***** The records *****

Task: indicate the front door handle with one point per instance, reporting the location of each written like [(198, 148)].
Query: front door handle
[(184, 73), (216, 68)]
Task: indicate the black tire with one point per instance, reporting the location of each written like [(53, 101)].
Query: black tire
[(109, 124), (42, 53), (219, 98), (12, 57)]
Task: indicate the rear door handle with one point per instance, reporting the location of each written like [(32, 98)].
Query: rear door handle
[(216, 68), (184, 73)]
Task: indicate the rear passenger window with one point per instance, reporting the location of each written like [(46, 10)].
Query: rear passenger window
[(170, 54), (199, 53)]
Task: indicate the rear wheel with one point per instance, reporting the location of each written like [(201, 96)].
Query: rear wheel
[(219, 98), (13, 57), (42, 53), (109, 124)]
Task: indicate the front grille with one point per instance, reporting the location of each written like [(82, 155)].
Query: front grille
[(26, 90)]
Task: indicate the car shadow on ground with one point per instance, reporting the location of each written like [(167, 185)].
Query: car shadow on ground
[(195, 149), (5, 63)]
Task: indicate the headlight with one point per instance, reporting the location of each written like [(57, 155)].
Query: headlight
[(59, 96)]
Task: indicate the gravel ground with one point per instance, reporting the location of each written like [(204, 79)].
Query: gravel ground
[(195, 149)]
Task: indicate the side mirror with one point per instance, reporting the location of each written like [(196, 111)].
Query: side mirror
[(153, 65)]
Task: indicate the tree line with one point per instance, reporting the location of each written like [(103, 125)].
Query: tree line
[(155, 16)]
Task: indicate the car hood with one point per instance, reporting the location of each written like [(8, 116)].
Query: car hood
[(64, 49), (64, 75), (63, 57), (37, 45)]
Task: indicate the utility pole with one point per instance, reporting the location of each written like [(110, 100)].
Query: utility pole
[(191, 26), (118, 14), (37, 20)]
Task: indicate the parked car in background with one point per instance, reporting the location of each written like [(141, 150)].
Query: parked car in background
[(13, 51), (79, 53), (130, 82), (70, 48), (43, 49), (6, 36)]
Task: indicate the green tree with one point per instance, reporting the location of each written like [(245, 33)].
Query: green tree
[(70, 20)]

*****

What to produce. Put every line of the entries above into a Markdown table with the columns Row and Line, numbering each row and skipping any blank lines.

Reply.
| Row | Line |
|---|---|
| 1 | Task: indicate the front door handle with one point per instance, reporting the location of each written like [(198, 148)]. |
| 2 | Query: front door handle |
| 3 | [(184, 73), (216, 68)] |
| 4 | Task: indicate the black tire with one point per instance, reporting the location of each written like [(53, 101)]. |
| 5 | Query: black tire |
| 6 | [(109, 124), (42, 53), (219, 98), (12, 57)] |
| 7 | Task: indicate the rear door handle with one point per instance, reporting the location of each written like [(32, 98)]. |
| 8 | Query: rear door handle |
| 9 | [(216, 68), (184, 73)] |
| 10 | Task: indicate the rear passenger window with one point per instance, reporting the location of each written like [(46, 10)]. |
| 11 | Query: rear passenger window |
| 12 | [(170, 54), (199, 53)] |
| 13 | Task: indicate the rear wheel with one point per instance, reporting the location of each written like [(201, 96)]. |
| 14 | Query: rear wheel |
| 15 | [(219, 98), (13, 57), (42, 53), (109, 124)] |
| 16 | Task: indicate the front grille with one point per instance, reporting the location of each written like [(82, 155)]. |
| 17 | Query: front grille |
| 18 | [(26, 90)] |
| 19 | Task: indicate the car shadow on ground with one point per instance, reporting the location of each written like [(167, 185)]. |
| 20 | Query: car shadow on ground |
| 21 | [(195, 149), (5, 63)] |
| 22 | Task: indicate the headlight with one point per instance, reporting the location of each written like [(57, 155)]. |
| 23 | Query: headlight |
| 24 | [(59, 96)] |
| 25 | Task: indicate the gravel ground with one point per instance, reporting the location of each written like [(204, 79)]. |
| 26 | Query: gravel ground |
| 27 | [(195, 149)] |
| 28 | Task: indicate the side mirror with one point per instance, reporting the location of each written like [(196, 111)]. |
| 29 | Query: side mirror |
| 30 | [(153, 65)] |
| 31 | Task: indicate the tree line with one point per instance, reporting the location of each written like [(103, 125)]. |
| 32 | Query: tree line |
| 33 | [(155, 16)] |
| 34 | Task: indicate the car hood with one point per instance, reporting the location of each written like [(8, 116)]. |
| 35 | Query: car hood |
| 36 | [(64, 49), (64, 75), (63, 57), (37, 45)] |
| 37 | Task: indicate the utility pole with one point per instance, reporting the location of each written like [(110, 100)]. |
| 38 | Query: utility pole |
| 39 | [(191, 26), (118, 14), (37, 20)] |
| 40 | Task: indicate the parked car in background with one point per instance, reporting the location of each written like [(141, 150)]. |
| 41 | Query: parked car in background |
| 42 | [(13, 51), (79, 53), (130, 82), (70, 48), (43, 49), (6, 36)] |
| 43 | Task: indicate the green tree with one point per instance, reporting the location of each written like [(245, 33)]. |
| 44 | Query: green tree |
| 45 | [(70, 20)] |